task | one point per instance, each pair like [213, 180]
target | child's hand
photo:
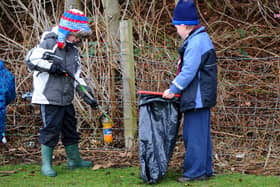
[167, 94]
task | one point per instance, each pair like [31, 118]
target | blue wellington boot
[73, 158]
[47, 169]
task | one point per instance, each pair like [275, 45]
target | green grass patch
[30, 176]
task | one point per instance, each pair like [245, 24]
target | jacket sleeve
[35, 62]
[11, 91]
[192, 60]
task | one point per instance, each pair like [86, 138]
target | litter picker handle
[154, 93]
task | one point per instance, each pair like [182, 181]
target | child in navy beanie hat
[185, 13]
[196, 81]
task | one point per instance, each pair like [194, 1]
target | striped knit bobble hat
[72, 21]
[185, 13]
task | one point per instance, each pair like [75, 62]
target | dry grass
[246, 119]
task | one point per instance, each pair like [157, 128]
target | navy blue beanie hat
[185, 13]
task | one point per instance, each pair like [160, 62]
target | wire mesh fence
[245, 121]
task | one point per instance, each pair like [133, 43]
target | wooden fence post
[128, 73]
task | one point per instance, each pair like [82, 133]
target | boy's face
[183, 30]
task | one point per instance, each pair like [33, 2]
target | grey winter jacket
[50, 88]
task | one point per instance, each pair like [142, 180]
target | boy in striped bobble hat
[75, 22]
[56, 54]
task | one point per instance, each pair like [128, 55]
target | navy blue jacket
[7, 93]
[197, 79]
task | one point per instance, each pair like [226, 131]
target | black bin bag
[158, 128]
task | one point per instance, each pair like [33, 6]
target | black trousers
[58, 120]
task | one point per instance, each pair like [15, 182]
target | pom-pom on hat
[185, 13]
[72, 21]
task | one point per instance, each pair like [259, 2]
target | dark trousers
[58, 120]
[197, 140]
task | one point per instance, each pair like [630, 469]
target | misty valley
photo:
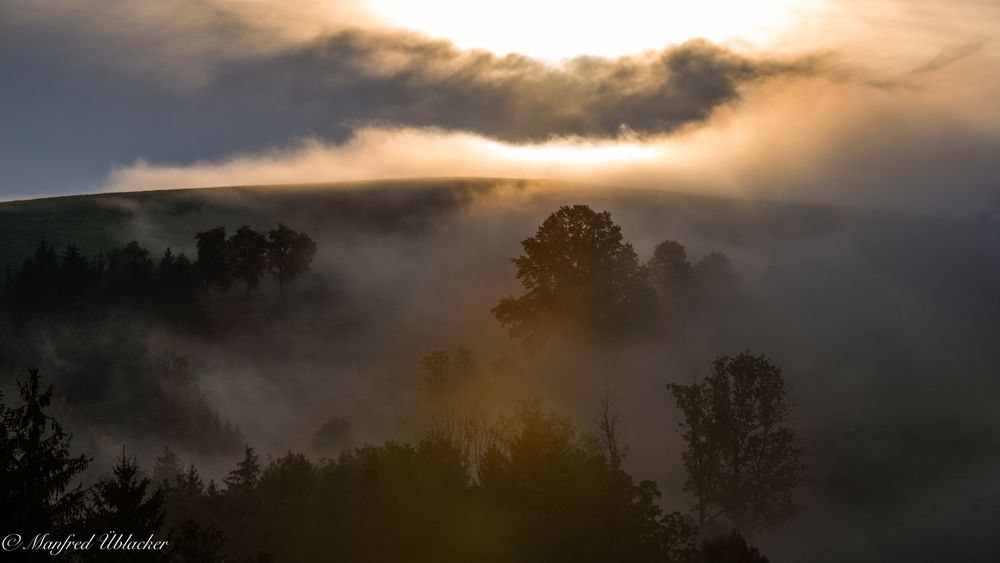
[496, 370]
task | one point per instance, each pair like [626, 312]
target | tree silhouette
[214, 261]
[669, 270]
[289, 253]
[248, 249]
[741, 457]
[123, 502]
[579, 274]
[36, 467]
[728, 548]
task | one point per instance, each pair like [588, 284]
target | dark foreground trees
[578, 273]
[742, 460]
[249, 255]
[583, 280]
[38, 474]
[67, 284]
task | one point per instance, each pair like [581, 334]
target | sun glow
[558, 29]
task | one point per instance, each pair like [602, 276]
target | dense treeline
[524, 486]
[67, 284]
[583, 280]
[537, 492]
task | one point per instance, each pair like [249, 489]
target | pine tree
[123, 503]
[36, 468]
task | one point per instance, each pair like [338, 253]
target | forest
[521, 484]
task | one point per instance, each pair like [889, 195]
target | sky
[887, 104]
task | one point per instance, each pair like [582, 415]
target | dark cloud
[362, 77]
[202, 88]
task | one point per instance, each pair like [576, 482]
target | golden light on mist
[559, 29]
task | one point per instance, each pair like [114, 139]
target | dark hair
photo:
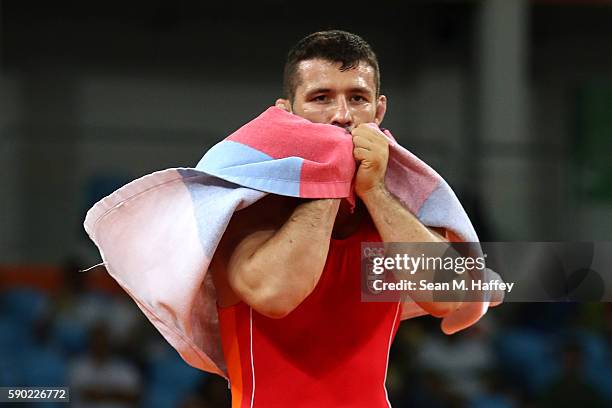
[334, 46]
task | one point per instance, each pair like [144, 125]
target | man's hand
[371, 150]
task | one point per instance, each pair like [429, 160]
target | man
[294, 330]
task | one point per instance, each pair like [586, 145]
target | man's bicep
[243, 276]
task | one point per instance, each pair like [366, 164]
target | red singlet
[331, 351]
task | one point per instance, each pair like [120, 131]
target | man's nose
[342, 116]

■ **WHAT IS BEING ASKED**:
Write out every line above again, word for word, but leave out the pictures.

■ **FULL ANSWER**:
task | one point per instance, each pair like [213, 180]
target | child's hand
photo:
[167, 94]
task | one point per instance, each pair like [31, 118]
target | blue wellington boot
[73, 158]
[47, 169]
task | one point per instance, each pair like [275, 45]
target | green grass patch
[30, 176]
task | one point per instance, each pair like [245, 24]
target | jacket sleeve
[35, 62]
[11, 91]
[192, 60]
task | one point per instance, each pair like [86, 138]
target | litter picker handle
[154, 93]
task | one point per instance, each pair like [182, 181]
target | child in navy beanie hat
[185, 13]
[196, 81]
task | one point per instance, each pair like [194, 1]
target | striped knit bobble hat
[72, 21]
[185, 13]
task | one point per instance, each pair like [75, 62]
target | dry grass
[246, 119]
task | one point per instance, each pair like [157, 128]
target | navy blue beanie hat
[185, 13]
task | one point per instance, each pair like [160, 62]
target | wire mesh fence
[245, 121]
task | one point per instance, each pair like [133, 43]
target | wooden fence post
[128, 73]
task | one point per instance, each pair like [82, 133]
target | boy's face
[183, 30]
task | one point per instance, each pair like [33, 2]
target | grey winter jacket
[50, 88]
task | one point per instance, each pair like [142, 180]
target | boy in striped bobble hat
[75, 22]
[56, 54]
task | one point per instance, each pair like [128, 55]
target | navy blue jacket
[7, 93]
[197, 79]
task | one point per instance, each pair like [226, 131]
target | black bin bag
[158, 128]
task | one point per instance, each pair like [33, 6]
target | black trousers
[58, 120]
task | one point per instance, each pair like [15, 182]
target | pom-pom on hat
[185, 13]
[72, 21]
task | one point per instance, each pair like [259, 2]
target | dark trousers
[58, 120]
[197, 140]
task | one point per instance, each pair like [630, 469]
target | misty valley
photo:
[496, 370]
task | one point per instance, each pair like [626, 312]
target | tree silhouette
[214, 261]
[669, 270]
[289, 253]
[248, 249]
[741, 457]
[123, 502]
[579, 274]
[36, 467]
[728, 548]
task | one point per instance, each pair like [588, 284]
target | dark foreground trees
[578, 273]
[742, 460]
[249, 255]
[583, 280]
[38, 474]
[67, 284]
task | one point per instance, each pair like [581, 334]
target | sun glow
[558, 29]
task | one point per instance, each pair like [602, 276]
target | dense treeline
[524, 486]
[67, 284]
[583, 280]
[537, 492]
task | one point per instance, each pair like [249, 489]
target | pine tree
[123, 503]
[36, 468]
task | one point per instance, each pair like [338, 253]
target | forest
[521, 484]
task | one point per instance, each pair like [889, 195]
target | sky
[887, 104]
task | one point per instance, each pair like [582, 415]
target | dark cloud
[362, 77]
[202, 88]
task | one point per instance, each pair like [576, 482]
target | golden light on mist
[559, 29]
task | one point per instance, each pair like [114, 139]
target | dark hair
photo:
[334, 46]
task | one point per instance, each pair like [144, 125]
target | man's hand
[371, 150]
task | one point per instance, each pair like [429, 160]
target | man
[294, 330]
task | one point per instance, each pair like [586, 145]
target | man's bicep
[243, 276]
task | one point per instance, each pair like [366, 164]
target | red singlet
[331, 351]
task | one point per instance, each pair like [120, 131]
target | man's nose
[342, 116]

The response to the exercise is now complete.